(begin)
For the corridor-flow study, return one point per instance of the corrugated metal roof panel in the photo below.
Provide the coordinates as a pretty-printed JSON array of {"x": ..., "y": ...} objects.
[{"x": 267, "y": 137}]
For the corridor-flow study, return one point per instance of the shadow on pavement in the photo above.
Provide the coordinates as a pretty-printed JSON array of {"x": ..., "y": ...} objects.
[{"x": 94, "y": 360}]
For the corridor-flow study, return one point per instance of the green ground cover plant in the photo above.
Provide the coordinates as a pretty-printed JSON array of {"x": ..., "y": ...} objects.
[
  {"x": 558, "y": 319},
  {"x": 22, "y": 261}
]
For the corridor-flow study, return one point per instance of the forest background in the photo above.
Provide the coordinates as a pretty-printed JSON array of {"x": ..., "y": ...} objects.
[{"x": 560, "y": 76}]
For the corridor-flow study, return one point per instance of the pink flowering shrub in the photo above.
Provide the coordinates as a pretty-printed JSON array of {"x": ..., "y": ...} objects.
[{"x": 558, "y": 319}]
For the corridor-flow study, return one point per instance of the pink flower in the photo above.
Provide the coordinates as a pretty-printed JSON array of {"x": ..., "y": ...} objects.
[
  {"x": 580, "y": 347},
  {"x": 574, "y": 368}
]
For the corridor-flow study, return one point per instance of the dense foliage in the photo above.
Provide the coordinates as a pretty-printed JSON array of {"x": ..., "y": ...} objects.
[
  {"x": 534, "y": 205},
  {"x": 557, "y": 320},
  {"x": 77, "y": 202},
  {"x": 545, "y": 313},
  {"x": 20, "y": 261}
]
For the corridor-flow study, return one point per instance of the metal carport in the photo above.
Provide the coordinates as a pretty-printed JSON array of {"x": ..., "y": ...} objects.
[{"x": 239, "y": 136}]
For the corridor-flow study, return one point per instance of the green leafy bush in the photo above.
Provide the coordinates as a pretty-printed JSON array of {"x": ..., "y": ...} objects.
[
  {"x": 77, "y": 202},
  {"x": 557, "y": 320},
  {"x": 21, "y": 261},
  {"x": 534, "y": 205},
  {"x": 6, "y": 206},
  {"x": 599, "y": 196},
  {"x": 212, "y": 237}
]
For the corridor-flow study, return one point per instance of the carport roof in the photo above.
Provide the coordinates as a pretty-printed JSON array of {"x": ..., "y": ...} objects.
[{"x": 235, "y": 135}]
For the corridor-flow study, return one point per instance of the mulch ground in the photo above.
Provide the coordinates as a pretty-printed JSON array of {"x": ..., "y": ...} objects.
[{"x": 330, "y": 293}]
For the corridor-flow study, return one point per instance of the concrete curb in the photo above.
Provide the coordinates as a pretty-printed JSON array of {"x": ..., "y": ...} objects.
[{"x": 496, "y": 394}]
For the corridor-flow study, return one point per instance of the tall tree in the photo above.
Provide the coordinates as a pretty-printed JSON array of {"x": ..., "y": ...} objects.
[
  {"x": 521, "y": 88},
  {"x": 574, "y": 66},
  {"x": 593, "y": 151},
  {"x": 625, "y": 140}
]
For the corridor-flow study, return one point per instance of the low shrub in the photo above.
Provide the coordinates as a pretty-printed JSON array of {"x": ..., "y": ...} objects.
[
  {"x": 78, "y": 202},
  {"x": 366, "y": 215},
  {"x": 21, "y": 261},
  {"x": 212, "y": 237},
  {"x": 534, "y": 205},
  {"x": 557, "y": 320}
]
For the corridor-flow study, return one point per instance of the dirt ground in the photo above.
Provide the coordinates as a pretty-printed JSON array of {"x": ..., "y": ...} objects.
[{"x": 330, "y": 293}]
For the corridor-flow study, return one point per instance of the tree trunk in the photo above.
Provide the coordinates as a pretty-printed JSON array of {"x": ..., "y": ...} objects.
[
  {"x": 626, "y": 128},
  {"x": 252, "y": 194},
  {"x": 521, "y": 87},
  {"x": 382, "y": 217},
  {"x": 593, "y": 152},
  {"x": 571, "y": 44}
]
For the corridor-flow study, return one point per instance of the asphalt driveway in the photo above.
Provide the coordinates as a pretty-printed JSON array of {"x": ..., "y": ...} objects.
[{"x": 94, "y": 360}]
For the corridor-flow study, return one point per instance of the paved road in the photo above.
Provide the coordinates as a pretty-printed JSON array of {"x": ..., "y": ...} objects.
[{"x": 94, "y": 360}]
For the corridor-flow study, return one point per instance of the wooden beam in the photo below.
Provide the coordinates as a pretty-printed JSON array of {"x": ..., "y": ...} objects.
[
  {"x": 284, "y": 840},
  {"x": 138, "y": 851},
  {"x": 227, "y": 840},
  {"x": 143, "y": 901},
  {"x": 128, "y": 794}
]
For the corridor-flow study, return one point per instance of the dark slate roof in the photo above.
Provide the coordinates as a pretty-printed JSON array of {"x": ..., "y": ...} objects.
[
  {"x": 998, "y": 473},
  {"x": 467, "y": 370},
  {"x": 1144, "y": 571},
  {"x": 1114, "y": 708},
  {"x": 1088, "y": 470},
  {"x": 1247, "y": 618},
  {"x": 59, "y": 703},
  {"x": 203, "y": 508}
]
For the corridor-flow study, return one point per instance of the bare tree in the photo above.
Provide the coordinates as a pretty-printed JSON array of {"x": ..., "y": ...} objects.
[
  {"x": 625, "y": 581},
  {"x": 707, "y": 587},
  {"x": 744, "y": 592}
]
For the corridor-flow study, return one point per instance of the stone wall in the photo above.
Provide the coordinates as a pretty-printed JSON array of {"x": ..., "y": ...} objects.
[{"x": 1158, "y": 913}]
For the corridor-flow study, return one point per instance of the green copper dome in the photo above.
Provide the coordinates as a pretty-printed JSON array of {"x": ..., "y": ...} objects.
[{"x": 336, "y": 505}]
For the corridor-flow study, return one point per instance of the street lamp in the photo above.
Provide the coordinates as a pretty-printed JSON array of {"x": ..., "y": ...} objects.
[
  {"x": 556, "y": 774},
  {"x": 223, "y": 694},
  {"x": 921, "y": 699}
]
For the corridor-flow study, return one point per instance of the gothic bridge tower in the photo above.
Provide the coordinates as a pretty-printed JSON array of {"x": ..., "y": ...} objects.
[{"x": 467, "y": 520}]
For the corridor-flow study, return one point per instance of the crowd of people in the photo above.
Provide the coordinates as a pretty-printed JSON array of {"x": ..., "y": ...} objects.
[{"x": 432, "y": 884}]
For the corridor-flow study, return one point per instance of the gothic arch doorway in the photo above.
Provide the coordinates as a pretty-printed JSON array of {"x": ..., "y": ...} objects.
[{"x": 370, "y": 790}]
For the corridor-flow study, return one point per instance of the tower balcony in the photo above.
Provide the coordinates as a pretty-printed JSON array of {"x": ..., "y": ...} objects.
(end)
What you are asked to do ▸
Return all of the items above verbatim, line for line, with nothing altered, added, or omitted.

Answer for the task ▸
For the corridor-flow study, return one point per instance of the corrugated metal roof panel in the photo below.
Provide the coordinates as a pretty-printed JSON array of {"x": ..., "y": ...} objects.
[{"x": 267, "y": 137}]
For the corridor-flow study, return one point per instance of the shadow on pavement in the photo above.
Provide the coordinates as a pretty-printed JSON array of {"x": ..., "y": ...} objects.
[{"x": 94, "y": 360}]
For the corridor-flow study, return one point per instance of the green ground cover plant in the photo above.
Provide the coordinates as a pretty-printed JSON array of {"x": ..., "y": ...} objects.
[
  {"x": 558, "y": 319},
  {"x": 22, "y": 261}
]
For the corridor-flow study, return one point per instance of the forest background in the photo above.
Provide the coordinates as a pretty-printed JSON array of {"x": ..., "y": ...} objects.
[{"x": 560, "y": 76}]
For the corridor-flow study, return one point per instance of the pink flowering shrub in the photo above.
Provide the coordinates as a pretty-printed JSON array of {"x": ..., "y": ...} objects.
[{"x": 558, "y": 319}]
For the corridor-flow study, return one point per instance of the pink flower in the photo above.
Provide the coordinates as a pretty-printed JSON array of {"x": ..., "y": ...} objects.
[
  {"x": 580, "y": 347},
  {"x": 574, "y": 368}
]
For the corridor-flow study, return one point per instance of the dense foliage in the photo above.
Provide the coordinates as a pretty-printed JSON array of {"x": ..., "y": ...} objects.
[
  {"x": 534, "y": 205},
  {"x": 557, "y": 320},
  {"x": 77, "y": 202},
  {"x": 545, "y": 313},
  {"x": 20, "y": 261}
]
For the corridor-flow study, return one point per instance of the metal carport in the photo above.
Provide the coordinates as a pretty-printed JSON array of {"x": ..., "y": ...} objects.
[{"x": 239, "y": 136}]
For the corridor-flow study, return one point per instance of the green leafy bush in the photo above.
Provide the coordinates as a pretty-printed JSON array of {"x": ..., "y": ...} objects.
[
  {"x": 77, "y": 202},
  {"x": 557, "y": 320},
  {"x": 21, "y": 261},
  {"x": 534, "y": 205},
  {"x": 6, "y": 206},
  {"x": 599, "y": 196},
  {"x": 212, "y": 237}
]
For the corridor-flow study, return one point per instance of the carport roof in the photo above.
Provide the coordinates as a pretty-printed JSON array of {"x": ..., "y": ...} objects.
[{"x": 235, "y": 135}]
For the corridor-flow study, return one point per instance of the mulch ground in the photo above.
Provide the coordinates as a pretty-printed JSON array of {"x": ..., "y": ...} objects.
[{"x": 330, "y": 293}]
For the corridor-flow study, return one point per instance of the concrete curb in the photo above.
Provide the coordinates as a pretty-printed JSON array of {"x": ..., "y": ...} objects.
[{"x": 496, "y": 394}]
For the corridor-flow study, return one point per instance of the tall tree in the photo above.
Provide the coordinates as a pretty-printed JSON array of {"x": ..., "y": ...} objects.
[
  {"x": 521, "y": 88},
  {"x": 574, "y": 66},
  {"x": 593, "y": 151},
  {"x": 625, "y": 140}
]
For the corridor-flow study, return one point per instance of the low shrub in the photo above.
Provide the coordinates as a pretty-printed JSON array of {"x": ..., "y": ...} objects.
[
  {"x": 78, "y": 202},
  {"x": 366, "y": 215},
  {"x": 21, "y": 261},
  {"x": 212, "y": 237},
  {"x": 534, "y": 205},
  {"x": 557, "y": 320}
]
For the corridor-flow study, return one point per instance of the dirt ground in the photo above.
Provide the coordinates as a pretty-printed JSON array of {"x": ..., "y": ...} objects.
[{"x": 330, "y": 293}]
For the corridor-flow study, return one point per instance of the tree trunk in the photo above.
Provide the coordinates as a pretty-printed JSON array of {"x": ..., "y": ...} objects.
[
  {"x": 626, "y": 128},
  {"x": 252, "y": 194},
  {"x": 521, "y": 87},
  {"x": 382, "y": 217},
  {"x": 593, "y": 152},
  {"x": 571, "y": 44}
]
For the corridor-flow study, return one point per instance of the asphalt driveway in the photo above.
Provide the coordinates as a pretty-printed JSON array of {"x": ..., "y": ...} objects.
[{"x": 94, "y": 360}]
For the corridor-flow study, return one point per instance of the paved road in the photo above.
Provide the coordinates as a pretty-printed JSON array of {"x": ..., "y": ...} objects.
[{"x": 94, "y": 360}]
For the corridor-flow study, return one point per instance of the wooden beam in the photo below.
Provide the coordinates as a pretty-printed JSON array of {"x": ..., "y": ...} objects.
[
  {"x": 284, "y": 840},
  {"x": 138, "y": 851},
  {"x": 227, "y": 840},
  {"x": 143, "y": 901},
  {"x": 128, "y": 794}
]
For the corridor-flow study, return one point per instance of the dark slate roof in the photo above.
Provide the coordinates as a pretty-printed JSON array of {"x": ..., "y": ...} objects.
[
  {"x": 998, "y": 473},
  {"x": 467, "y": 370},
  {"x": 1144, "y": 571},
  {"x": 1114, "y": 708},
  {"x": 1088, "y": 470},
  {"x": 1247, "y": 618},
  {"x": 59, "y": 703},
  {"x": 203, "y": 508}
]
For the corridor-flow study, return one point per instance of the bare tree in the photo above.
Provide the coordinates as a pretty-printed JSON array of {"x": ..., "y": ...} objects.
[
  {"x": 625, "y": 581},
  {"x": 707, "y": 587},
  {"x": 744, "y": 592}
]
For the corridor-flow study, return one point per instance of the stone wall in the photo above.
Provide the coordinates as a pretty-printed JSON array of {"x": ..., "y": ...} objects.
[{"x": 1158, "y": 913}]
For the corridor-flow study, return one point per instance of the green copper dome in the photo above.
Provide the coordinates as a pretty-printed JSON array of {"x": ..., "y": ...} objects.
[{"x": 336, "y": 505}]
For the corridor-flow study, return one point per instance of the street lamp in the photo above.
Provide the coordinates as a pretty-printed JSON array of {"x": ..., "y": ...} objects.
[
  {"x": 556, "y": 774},
  {"x": 223, "y": 694},
  {"x": 921, "y": 699}
]
For the corridor-flow study, return one point per instance of the gothic bridge tower in the photo above.
Provide the coordinates as a pretty-printed JSON array of {"x": ..., "y": ...} objects.
[{"x": 467, "y": 520}]
For the corridor-flow study, return one point per instance of the crowd of people in the photo above.
Provide the coordinates as a pretty-printed JSON array of {"x": ..., "y": ...} objects.
[{"x": 432, "y": 884}]
For the corridor-flow study, return one point per instance of the gothic arch doorway in the photo above.
Provide the coordinates as a pretty-printed JSON array of {"x": ..., "y": ...} objects.
[{"x": 370, "y": 790}]
For the corridor-flow study, return one point per instance of the tower balcony in the photo above.
Provide the coordinates as a pretty-printed JSON array of {"x": ..., "y": ...} objects.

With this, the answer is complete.